— Work request —
Here is a listing. Reproduce it exactly.

--------------------------------

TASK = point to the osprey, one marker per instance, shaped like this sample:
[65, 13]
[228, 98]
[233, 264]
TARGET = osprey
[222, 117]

--------------------------------

— Reply —
TASK = point to the osprey, one marker per instance, shaped like this sample:
[65, 13]
[228, 98]
[233, 264]
TARGET = osprey
[222, 117]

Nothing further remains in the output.